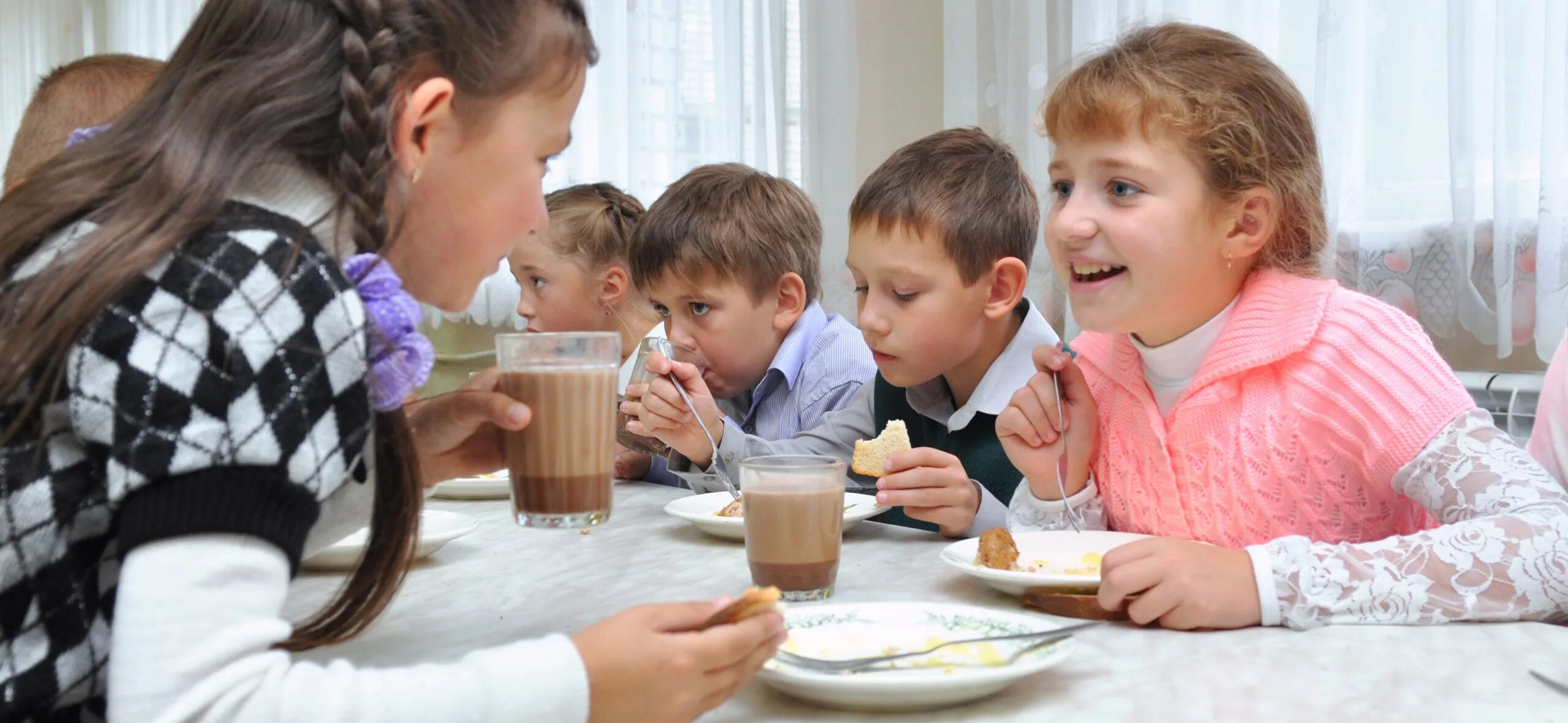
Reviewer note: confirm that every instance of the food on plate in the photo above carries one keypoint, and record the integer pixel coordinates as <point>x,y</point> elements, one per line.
<point>1087,565</point>
<point>998,550</point>
<point>755,601</point>
<point>871,457</point>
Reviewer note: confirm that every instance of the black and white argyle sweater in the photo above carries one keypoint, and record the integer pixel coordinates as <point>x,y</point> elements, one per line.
<point>223,393</point>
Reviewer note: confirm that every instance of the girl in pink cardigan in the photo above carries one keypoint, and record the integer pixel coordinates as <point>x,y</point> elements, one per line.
<point>1298,450</point>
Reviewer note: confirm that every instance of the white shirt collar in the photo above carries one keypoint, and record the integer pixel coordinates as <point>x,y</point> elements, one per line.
<point>1007,374</point>
<point>283,186</point>
<point>1177,363</point>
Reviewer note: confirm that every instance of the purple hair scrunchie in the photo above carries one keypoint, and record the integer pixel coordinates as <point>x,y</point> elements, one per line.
<point>83,134</point>
<point>401,357</point>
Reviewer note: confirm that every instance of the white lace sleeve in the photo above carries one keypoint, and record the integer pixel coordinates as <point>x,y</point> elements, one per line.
<point>1029,513</point>
<point>1499,554</point>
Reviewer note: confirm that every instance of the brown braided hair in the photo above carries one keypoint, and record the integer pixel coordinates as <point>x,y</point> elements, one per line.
<point>317,80</point>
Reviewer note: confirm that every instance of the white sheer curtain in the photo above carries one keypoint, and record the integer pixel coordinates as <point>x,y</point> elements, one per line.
<point>689,82</point>
<point>1441,129</point>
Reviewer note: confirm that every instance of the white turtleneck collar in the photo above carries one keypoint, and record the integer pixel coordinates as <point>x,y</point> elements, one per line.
<point>283,186</point>
<point>1169,369</point>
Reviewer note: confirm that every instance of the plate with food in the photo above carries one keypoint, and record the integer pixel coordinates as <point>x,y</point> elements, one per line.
<point>1054,559</point>
<point>488,486</point>
<point>720,515</point>
<point>948,676</point>
<point>436,529</point>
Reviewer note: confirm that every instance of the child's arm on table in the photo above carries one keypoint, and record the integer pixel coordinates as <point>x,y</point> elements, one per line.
<point>1034,436</point>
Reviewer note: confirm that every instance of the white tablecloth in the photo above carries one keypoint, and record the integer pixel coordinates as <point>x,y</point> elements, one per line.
<point>505,582</point>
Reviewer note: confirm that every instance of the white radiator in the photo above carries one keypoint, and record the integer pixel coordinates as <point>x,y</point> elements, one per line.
<point>1509,397</point>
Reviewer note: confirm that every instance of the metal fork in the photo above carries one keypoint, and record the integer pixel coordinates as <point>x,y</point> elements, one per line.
<point>1550,683</point>
<point>718,469</point>
<point>866,662</point>
<point>1062,461</point>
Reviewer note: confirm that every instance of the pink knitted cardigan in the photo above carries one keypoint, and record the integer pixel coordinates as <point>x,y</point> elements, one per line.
<point>1295,422</point>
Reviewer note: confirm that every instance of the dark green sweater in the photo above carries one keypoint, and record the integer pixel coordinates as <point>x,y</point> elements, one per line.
<point>976,446</point>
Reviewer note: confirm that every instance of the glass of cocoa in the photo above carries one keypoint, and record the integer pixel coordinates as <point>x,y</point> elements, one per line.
<point>564,463</point>
<point>640,376</point>
<point>794,513</point>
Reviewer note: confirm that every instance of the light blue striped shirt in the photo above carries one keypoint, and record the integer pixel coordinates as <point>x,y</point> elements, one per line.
<point>819,366</point>
<point>818,369</point>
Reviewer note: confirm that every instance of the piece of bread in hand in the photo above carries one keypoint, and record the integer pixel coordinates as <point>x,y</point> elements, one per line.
<point>731,510</point>
<point>998,550</point>
<point>871,457</point>
<point>750,604</point>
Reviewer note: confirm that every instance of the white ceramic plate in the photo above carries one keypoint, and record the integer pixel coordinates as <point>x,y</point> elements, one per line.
<point>949,676</point>
<point>1059,557</point>
<point>494,486</point>
<point>700,509</point>
<point>436,529</point>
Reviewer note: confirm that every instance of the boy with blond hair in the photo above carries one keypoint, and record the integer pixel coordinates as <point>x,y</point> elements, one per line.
<point>729,258</point>
<point>941,236</point>
<point>79,96</point>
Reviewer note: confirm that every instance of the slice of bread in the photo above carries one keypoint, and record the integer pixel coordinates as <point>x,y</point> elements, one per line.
<point>871,458</point>
<point>998,550</point>
<point>750,604</point>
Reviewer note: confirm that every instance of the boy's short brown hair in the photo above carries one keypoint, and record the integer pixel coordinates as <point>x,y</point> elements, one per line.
<point>965,187</point>
<point>90,91</point>
<point>734,222</point>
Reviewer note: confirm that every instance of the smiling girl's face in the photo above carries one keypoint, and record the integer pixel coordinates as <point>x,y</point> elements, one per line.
<point>1139,239</point>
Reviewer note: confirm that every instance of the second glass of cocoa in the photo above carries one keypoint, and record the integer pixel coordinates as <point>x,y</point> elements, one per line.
<point>794,515</point>
<point>562,464</point>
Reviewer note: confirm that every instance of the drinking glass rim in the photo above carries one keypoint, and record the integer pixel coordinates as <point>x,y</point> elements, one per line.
<point>557,335</point>
<point>654,341</point>
<point>793,461</point>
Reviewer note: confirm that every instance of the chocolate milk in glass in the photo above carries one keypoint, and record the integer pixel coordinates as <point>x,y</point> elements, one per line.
<point>794,515</point>
<point>562,464</point>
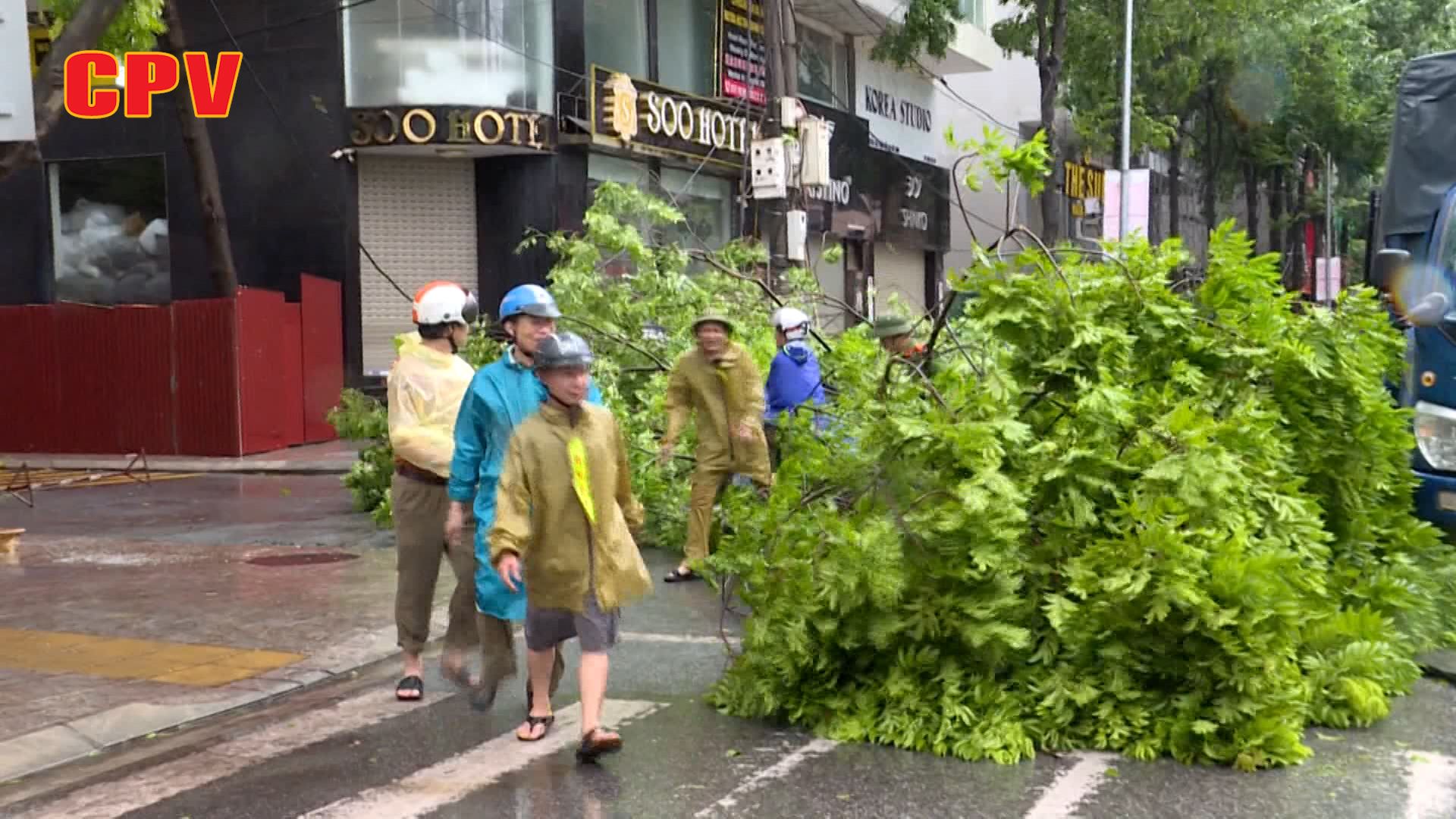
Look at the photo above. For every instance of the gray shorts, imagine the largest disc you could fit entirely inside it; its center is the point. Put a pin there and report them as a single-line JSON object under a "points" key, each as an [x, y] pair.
{"points": [[546, 629]]}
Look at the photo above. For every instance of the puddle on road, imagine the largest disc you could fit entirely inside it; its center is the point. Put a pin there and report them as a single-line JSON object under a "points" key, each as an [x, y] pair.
{"points": [[306, 558]]}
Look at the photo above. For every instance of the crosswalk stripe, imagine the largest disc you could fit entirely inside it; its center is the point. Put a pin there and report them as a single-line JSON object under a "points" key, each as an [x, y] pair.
{"points": [[766, 776], [459, 776], [108, 800], [1430, 784], [1072, 786]]}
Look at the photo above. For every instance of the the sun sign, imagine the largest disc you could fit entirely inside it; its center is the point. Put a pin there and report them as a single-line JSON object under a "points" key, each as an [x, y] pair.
{"points": [[149, 74]]}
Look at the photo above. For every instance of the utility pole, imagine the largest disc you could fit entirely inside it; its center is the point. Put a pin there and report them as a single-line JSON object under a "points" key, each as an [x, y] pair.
{"points": [[783, 80], [1128, 121]]}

□ □ □ □ □ □ □

Instruction:
Can you convert every line of the rows above into a Markdown table with two columns, No. and Line, holding the line number and the line itself? Skip blank lines and leave out the pictures.

Answer to the task:
| No. | Line |
|---|---|
| 1 | Reviewer note: confirm that every instance of the food on plate in the photo above carries one keypoint, and record the integer pixel coordinates as <point>x,y</point> elements, one per line. |
| 2 | <point>1087,565</point> |
| 3 | <point>998,550</point> |
| 4 | <point>755,601</point> |
| 5 | <point>871,457</point> |
| 6 | Reviewer note: confirm that every instance of the black and white argyle sweater in the photo above carries one keypoint, and record the integer pixel coordinates as <point>x,y</point> elements, one per line. |
| 7 | <point>223,393</point> |
| 8 | Reviewer note: confirm that every instance of the girl in pink cardigan in the photo above carries one keypoint, and record the integer pixel coordinates as <point>x,y</point> elements, one per line. |
| 9 | <point>1298,450</point> |
| 10 | Reviewer note: confirm that every instance of the white shirt collar in the photo above carries one keypoint, and record the integer pixel coordinates as <point>x,y</point> elements, one per line. |
| 11 | <point>1007,374</point> |
| 12 | <point>283,186</point> |
| 13 | <point>1177,363</point> |
| 14 | Reviewer note: confirm that every instance of the purple hair scrunchie in the photo above carries one keypoint, and record the integer pixel coordinates as <point>x,y</point> elements, one per line. |
| 15 | <point>83,134</point> |
| 16 | <point>401,357</point> |
| 17 | Reviewer note: confirm that every instance of the white lace sleeve in the photo above carries one keypoint, and record the integer pixel coordinates as <point>x,y</point> elements, one per line. |
| 18 | <point>1029,513</point> |
| 19 | <point>1499,554</point> |
| 20 | Reviewer note: confirm that every instance of the brown braided hair in the photo above carries one keypoint, and record the integer pixel coordinates as <point>x,y</point> elements, one per line. |
| 21 | <point>317,80</point> |
| 22 | Reviewer note: confirm that every instance of the white sheer curtain in the photo above carries one keypoint, and record the integer pixel coordinates as <point>x,y</point> elements, one per line. |
| 23 | <point>689,82</point> |
| 24 | <point>1441,129</point> |
| 25 | Reviewer note: confirm that every instance of the white turtleneck collar in the photo above carries one keypoint, and record the integer pixel coordinates as <point>x,y</point> elements, one per line. |
| 26 | <point>283,186</point> |
| 27 | <point>1169,369</point> |
| 28 | Reviewer note: confirm that every instance of the plate with food in the photo above carries one keypoint, and record the integer pixel coordinates as <point>x,y</point> elements, one per line. |
| 29 | <point>1054,559</point> |
| 30 | <point>488,486</point> |
| 31 | <point>720,515</point> |
| 32 | <point>948,676</point> |
| 33 | <point>436,529</point> |
| 34 | Reviewer note: confirm that every instance of the child's arm on table in the photo above carries one keypoint, and record the integer pixel coordinates as <point>x,y</point> elements, one per line. |
| 35 | <point>1034,436</point> |
| 36 | Reviewer note: confirm that every instance of the white tablecloth in the photo above carries one keypoint, and record the integer pixel coordinates as <point>x,y</point> elements, one per line. |
| 37 | <point>505,582</point> |
| 38 | Reviewer note: confirm that every instance of the white radiator in the photo above carries one keypoint, and record the integer pixel coordinates as <point>x,y</point> elements, one per line. |
| 39 | <point>1509,397</point> |
| 40 | Reviewer note: confirm that every instance of the metal fork in the photo above carries one keypoint, and record the integer pixel coordinates as <point>x,y</point> elements, one per line. |
| 41 | <point>1550,683</point> |
| 42 | <point>718,469</point> |
| 43 | <point>866,662</point> |
| 44 | <point>1062,461</point> |
| 45 | Reviewer note: confirm that every instance of the pink knitted cardigan in the photo above carries one keypoint, and record the integer pixel coordinates as <point>x,y</point> elements, one per line. |
| 46 | <point>1295,422</point> |
| 47 | Reviewer note: confirm that every instance of the dark green sweater in the photo above carries one keypoint, and record the integer pixel coordinates as <point>x,y</point> elements, one per line. |
| 48 | <point>976,446</point> |
| 49 | Reviewer note: confirm that every instance of the glass of cocoa in the photo above carries one keypoint, and record the integer pixel coordinates as <point>x,y</point> elements, one per line. |
| 50 | <point>564,463</point> |
| 51 | <point>640,376</point> |
| 52 | <point>794,513</point> |
| 53 | Reviewer note: confirm that every instance of the light blue striped shirt in the photo above carries one keypoint, and record the integer pixel coordinates as <point>x,y</point> elements, one per line. |
| 54 | <point>819,366</point> |
| 55 | <point>818,369</point> |
| 56 | Reviewer note: confirm that every instance of the piece of bread in hand in the photo above carries one keypoint, and record the integer pixel coordinates as <point>x,y</point> elements, one per line. |
| 57 | <point>731,510</point> |
| 58 | <point>998,550</point> |
| 59 | <point>871,457</point> |
| 60 | <point>750,604</point> |
| 61 | Reviewer note: confirm that every instance of the white ceramic plate in the photo above carries one keypoint, and record the integer pixel coordinates as <point>x,y</point> elements, one per line. |
| 62 | <point>949,676</point> |
| 63 | <point>1059,557</point> |
| 64 | <point>494,486</point> |
| 65 | <point>700,509</point> |
| 66 | <point>436,529</point> |
| 67 | Reviewer note: confirm that every instance of the boy with blond hair in the photo above carries one keypoint, and record the integer pixel coordinates as <point>x,y</point> elements, one per line. |
| 68 | <point>729,258</point> |
| 69 | <point>941,236</point> |
| 70 | <point>79,96</point> |
| 71 | Reviewer note: confirm that every instance of the slice of bread in the photo above carries one keypoint, and record the integer pixel coordinates as <point>x,y</point> elements, one per line. |
| 72 | <point>871,458</point> |
| 73 | <point>998,550</point> |
| 74 | <point>750,604</point> |
| 75 | Reviewer note: confirm that every instance of the boy's short brown hair in the photo above carries one keypoint, and record the integer pixel coordinates as <point>x,y</point> elements, one per line. |
| 76 | <point>965,187</point> |
| 77 | <point>90,91</point> |
| 78 | <point>734,222</point> |
| 79 | Reviewer note: confirm that every instance of the smiling girl's face in the photo above carries one keypoint, and record the integer pixel coordinates as <point>x,y</point> elements, one per line. |
| 80 | <point>1139,239</point> |
| 81 | Reviewer note: confirm that every instance of the second glass of cocoa in the photo above carries one keypoint, and record the integer pixel coordinates as <point>x,y</point> elements, one per line. |
| 82 | <point>794,515</point> |
| 83 | <point>562,464</point> |
| 84 | Reviewer note: confirm that every instance of the drinking glass rim in the photo above carries one keypoint, and record the integer pixel coordinates as <point>x,y</point> elements, one per line. |
| 85 | <point>557,335</point> |
| 86 | <point>654,341</point> |
| 87 | <point>793,461</point> |
| 88 | Reviewer note: confirm that every instance of the chocolate milk in glass in the photo above carries one keypoint, and record the integer pixel coordinates as <point>x,y</point> elements, one per line. |
| 89 | <point>794,515</point> |
| 90 | <point>562,464</point> |
| 91 | Look at the photo above. For every instance of the gray shorts, imagine the largest disc you could fit entirely inside it; its center is the point. Put a pin there and report them as a single-line JSON object under a "points" key, each as an [x, y] pair. |
| 92 | {"points": [[546, 629]]} |
| 93 | Look at the photo above. For every instance of the puddle on road, imagine the largest disc you could fit entirely inside it; its center is the point. Put a pin there and report them as a single-line JSON object under a "points" key, each as an [x, y] pair. |
| 94 | {"points": [[306, 558]]} |
| 95 | Look at the photo above. For every instance of the crosswalk stripe, imagine the largest disc you could fit entirely inside it; its center is the point. Put a pin there and report them as a single-line JSON object under a "points" key, each as an [x, y] pair. |
| 96 | {"points": [[766, 776], [459, 776], [108, 800], [1430, 784], [1072, 786]]} |
| 97 | Look at the photo above. For every instance of the the sun sign, imagine the largest disc you could fit entirely inside it; its center is the point. Put a pin there and report them as a single-line JSON object under a "points" key, each as an [x, y] pair. |
| 98 | {"points": [[149, 74]]} |
| 99 | Look at the photo above. For every instance of the utility pole, imagine the largest disc you could fit entirely inside it; its center is the point. Put a pin there and report them as a single-line JSON object under a "points" key, each as an [x, y] pair. |
| 100 | {"points": [[783, 80], [1128, 121]]} |